Reading passage ::
Problem of the expansion of judicial control at the pre-trial stage of criminal proceedings

Chazhabaeva Aynur Bakytkaliyevna, Al-Farabi Kazakh National university, undergraduate of chear of Criminal Law, Criminal Procedure and Criminalistics, the Faculty of Law E-mail: [email protected] Mukhamadyeva Gulzhan Nusupzhanovna, Kazakh National University named after al-Farabi, candidate of jurisprudence, the Faculty of Law E-mail: [email protected]

Problem of the expansion of judicial control at the pre-trial stage of criminal proceedings

Abstract: In the article analyzed possibility of expansion of judicial control within the framework of criminal trial. Proceeding possibility of introduction of new position is examined within the framework of the court.

Record set ::
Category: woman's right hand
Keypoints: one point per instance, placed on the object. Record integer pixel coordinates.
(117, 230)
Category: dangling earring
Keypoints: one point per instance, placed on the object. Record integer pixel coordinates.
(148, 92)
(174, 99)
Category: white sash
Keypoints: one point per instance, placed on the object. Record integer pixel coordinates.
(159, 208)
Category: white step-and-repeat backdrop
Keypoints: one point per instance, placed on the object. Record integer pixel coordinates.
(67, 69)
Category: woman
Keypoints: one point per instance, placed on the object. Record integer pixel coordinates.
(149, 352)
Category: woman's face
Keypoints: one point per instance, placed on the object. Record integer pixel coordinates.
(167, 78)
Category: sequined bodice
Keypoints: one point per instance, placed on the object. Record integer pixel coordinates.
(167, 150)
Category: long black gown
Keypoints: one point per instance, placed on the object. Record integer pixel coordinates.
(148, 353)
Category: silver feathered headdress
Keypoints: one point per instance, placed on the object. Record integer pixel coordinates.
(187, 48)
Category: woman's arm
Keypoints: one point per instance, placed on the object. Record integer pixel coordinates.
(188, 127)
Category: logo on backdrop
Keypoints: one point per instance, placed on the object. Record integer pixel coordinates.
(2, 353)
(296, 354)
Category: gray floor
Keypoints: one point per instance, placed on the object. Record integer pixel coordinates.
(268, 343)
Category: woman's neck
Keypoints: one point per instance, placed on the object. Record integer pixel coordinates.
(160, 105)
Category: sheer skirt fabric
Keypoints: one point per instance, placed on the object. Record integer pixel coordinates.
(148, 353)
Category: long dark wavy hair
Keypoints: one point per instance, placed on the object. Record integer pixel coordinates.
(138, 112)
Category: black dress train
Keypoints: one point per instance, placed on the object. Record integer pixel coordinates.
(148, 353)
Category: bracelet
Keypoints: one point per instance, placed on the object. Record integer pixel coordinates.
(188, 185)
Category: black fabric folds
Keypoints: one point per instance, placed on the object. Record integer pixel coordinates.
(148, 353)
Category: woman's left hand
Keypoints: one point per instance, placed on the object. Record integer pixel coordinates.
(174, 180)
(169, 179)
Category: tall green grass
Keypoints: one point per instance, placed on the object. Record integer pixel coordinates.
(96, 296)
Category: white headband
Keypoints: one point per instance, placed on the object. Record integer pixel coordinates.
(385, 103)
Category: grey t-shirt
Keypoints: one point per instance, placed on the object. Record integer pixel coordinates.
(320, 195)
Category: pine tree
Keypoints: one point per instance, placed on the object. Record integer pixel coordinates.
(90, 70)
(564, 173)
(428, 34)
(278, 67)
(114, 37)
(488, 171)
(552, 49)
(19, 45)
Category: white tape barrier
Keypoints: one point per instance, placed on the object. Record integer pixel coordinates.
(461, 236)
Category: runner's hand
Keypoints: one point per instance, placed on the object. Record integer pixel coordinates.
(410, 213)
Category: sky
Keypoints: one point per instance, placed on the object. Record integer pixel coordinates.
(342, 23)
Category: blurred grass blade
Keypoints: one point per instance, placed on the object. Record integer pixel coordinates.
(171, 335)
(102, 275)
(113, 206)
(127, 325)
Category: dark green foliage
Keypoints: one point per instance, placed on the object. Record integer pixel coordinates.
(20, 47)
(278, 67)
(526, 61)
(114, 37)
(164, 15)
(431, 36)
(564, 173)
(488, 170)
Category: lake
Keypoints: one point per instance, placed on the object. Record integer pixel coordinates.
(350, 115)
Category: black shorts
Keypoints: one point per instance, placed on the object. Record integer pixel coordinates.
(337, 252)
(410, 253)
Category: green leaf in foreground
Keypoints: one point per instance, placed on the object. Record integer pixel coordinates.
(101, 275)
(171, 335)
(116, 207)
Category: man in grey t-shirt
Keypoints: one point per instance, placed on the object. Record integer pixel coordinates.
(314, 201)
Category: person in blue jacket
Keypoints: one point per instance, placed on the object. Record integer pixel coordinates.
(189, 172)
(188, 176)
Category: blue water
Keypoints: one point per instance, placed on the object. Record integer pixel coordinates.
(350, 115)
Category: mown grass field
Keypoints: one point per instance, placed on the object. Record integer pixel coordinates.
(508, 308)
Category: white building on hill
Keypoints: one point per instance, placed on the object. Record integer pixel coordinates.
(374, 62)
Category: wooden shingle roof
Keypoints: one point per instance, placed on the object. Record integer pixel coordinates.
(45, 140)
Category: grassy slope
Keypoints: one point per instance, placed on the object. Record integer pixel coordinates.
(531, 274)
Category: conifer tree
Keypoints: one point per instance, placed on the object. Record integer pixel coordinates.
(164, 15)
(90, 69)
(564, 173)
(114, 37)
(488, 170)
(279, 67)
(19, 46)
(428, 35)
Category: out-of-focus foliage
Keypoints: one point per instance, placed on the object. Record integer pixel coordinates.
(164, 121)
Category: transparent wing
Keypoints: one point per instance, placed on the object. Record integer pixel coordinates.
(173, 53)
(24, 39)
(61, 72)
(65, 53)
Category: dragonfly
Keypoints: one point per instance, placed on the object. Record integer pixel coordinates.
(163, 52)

Work to do ::
In the text on judicial control above, set down everything from "Chazhabaeva Aynur Bakytkaliyevna, Al-Farabi" down to "of the court." word for word.

Task answer ::
Chazhabaeva Aynur Bakytkaliyevna, Al-Farabi Kazakh National university, undergraduate of chear of Criminal Law, Criminal Procedure and Criminalistics, the Faculty of Law E-mail: [email protected] Mukhamadyeva Gulzhan Nusupzhanovna, Kazakh National University named after al-Farabi, candidate of jurisprudence, the Faculty of Law E-mail: [email protected]

Problem of the expansion of judicial control at the pre-trial stage of criminal proceedings

Abstract: In the article analyzed possibility of expansion of judicial control within the framework of criminal trial. Proceeding possibility of introduction of new position is examined within the framework of the court.